> [Text provided]:
=======

[PATCH 0/4] Refine GPU recovery sequence to enhance its stability

Tue Apr 13 09:14:56 UTC 2021

Hi Dennis,

yeah, that just has the same down side of a lot of additional overhead 
as the is_signaled callback.

Bouncing cache lines on the CPU isn't funny at all.

Christian.

Am 13.04.21 um 11:13 schrieb Li, Dennis:
> [AMD Official Use Only - Internal Distribution Only]
>
> Hi, Christian and Andrey,
>        We maybe try to implement "wait" callback function of dma_fence_ops, when GPU reset or unplug happen, make this callback return - ENODEV, to notify the caller device lost.
>
> 	 * Must return -ERESTARTSYS if the wait is intr = true and the wait was
> 	 * interrupted, and remaining jiffies if fence has signaled, or 0 if wait
> 	 * timed out. Can also return other error values on custom implementations,
> 	 * which should be treated as if the fence is signaled. For example a hardware
> 	 * lockup could be reported like that.
> 	 *
> 	 * This callback is optional.
> 	 */
> 	signed long (*wait)(struct dma_fence *fence,
> 			    bool intr, signed long timeout);
>
> Best Regards
> Dennis Li
> -----Original Message-----
> From: Christian König <ckoenig.leichtzumerken at gmail.com>
> Sent: Tuesday, April 13, 2021 3:10 PM
> To: Grodzovsky, Andrey <Andrey.Grodzovsky at amd.com>; Koenig, Christian <Christian.Koenig at amd.com>; Li, Dennis <Dennis.Li at amd.com>; amd-gfx at lists.freedesktop.org; Deucher, Alexander <Alexander.Deucher at amd.com>; Kuehling, Felix <Felix.Kuehling at amd.com>; Zhang, Hawking <Hawking.Zhang at amd.com>; Daniel Vetter <daniel at ffwll.ch>
> Subject: Re: [PATCH 0/4] Refine GPU recovery sequence to enhance its stability
>
> Am 12.04.21 um 22:01 schrieb Andrey Grodzovsky:
>> On 2021-04-12 3:18 p.m., Christian König wrote:
>>> Am 12.04.21 um 21:12 schrieb Andrey Grodzovsky:
>>>> [SNIP]
>>>>>> So what's the right approach ? How we guarantee that when running
>>>>>> amdgpu_fence_driver_force_completion we will signal all the HW
>>>>>> fences and not racing against some more fences insertion into that
>>>>>> array ?

=======

> [Dataset content]:

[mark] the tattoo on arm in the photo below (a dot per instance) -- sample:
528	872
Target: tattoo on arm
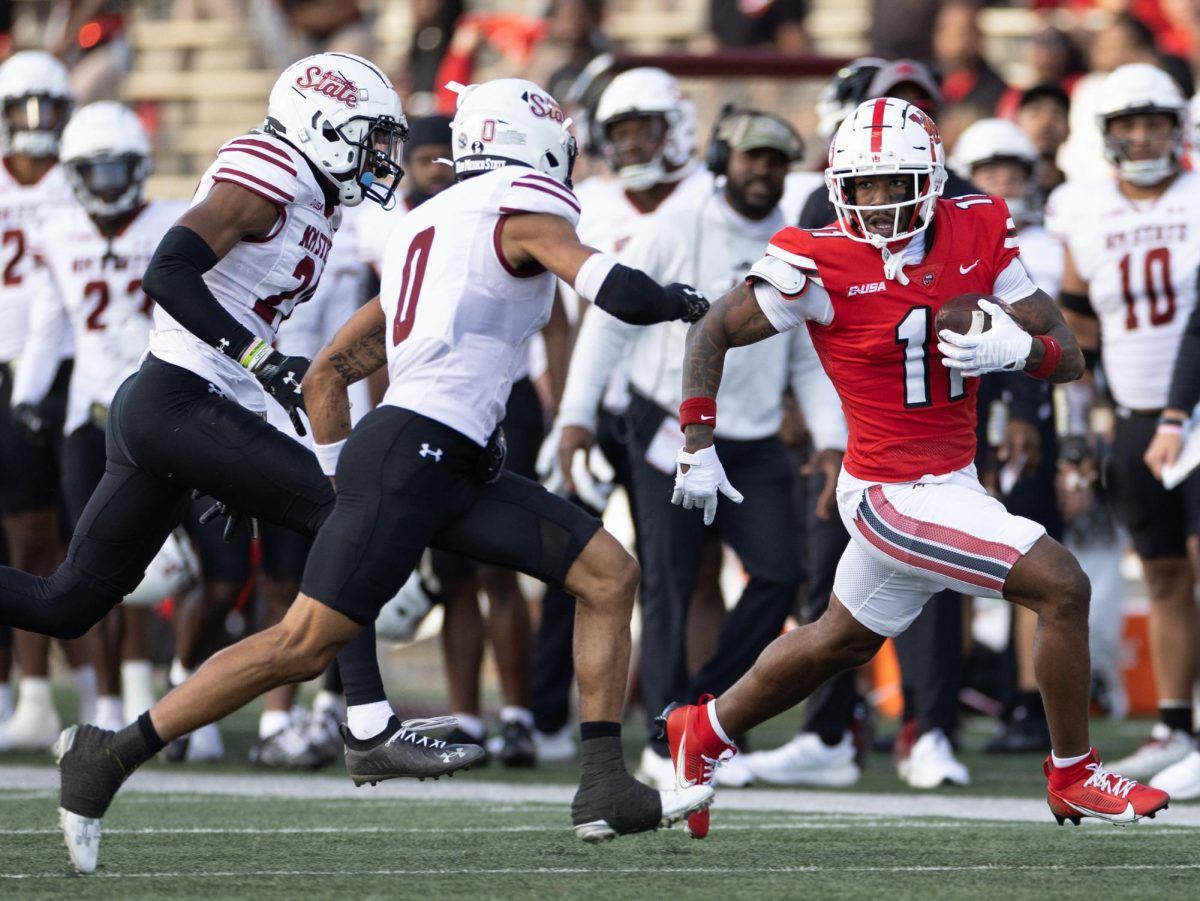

=======

> [Goal 1]:
In the GPU recovery thread, rewrite more briefly the paragraph that begins "We maybe try to implement", keeping its main facts.
> [Goal 2]:
Carry the GPU recovery thread on from its last line.

> [Final answer 1]:
Proposal: implement the "wait" callback of dma_fence_ops so that, on a GPU reset or unplug, it returns -ENODEV and notifies the caller that the device is lost.

> [Final answer 2]:
>>>>>>
>>>>> Well I would still say the best approach would be to insert this
>>>>> between the front end and the backend and not rely on signaling
>>>>> fences while holding the device srcu.
>>>>
>>>> My question is, even now, when we run
>>>> amdgpu_fence_driver_fini_hw->amdgpu_fence_wait_empty or
>>>> amdgpu_fence_driver_fini_hw->amdgpu_fence_driver_force_completion,
>>>> what there prevents a race with another fence being at the same time
>>>> emitted and inserted into the fence array ? Looks like nothing.
>>>>
>>> Each ring can only be used by one thread at the same time, this
>>> includes emitting fences as well as other stuff.
>>>
>>> During GPU reset we make sure nobody writes to the rings by stopping
>>> the scheduler and taking the GPU reset lock (so that nobody else can
>>> start the scheduler again).
>>
>> What about direct submissions not through scheduler -
>> amdgpu_job_submit_direct, I don't see how this is protected.
> Those only happen during startup and GPU reset.
>
>>>>> BTW: Could it be that the device SRCU protects more than one device
>>>>> and we deadlock because of this?
>>>>
>>>> I haven't actually experienced any deadlock until now but, yes,
>>>> drm_unplug_srcu is defined as static in drm_drv.c and so in the
>>>> presence  of multiple devices from same or different drivers we in
>>>> fact are dependent on all their critical sections i guess.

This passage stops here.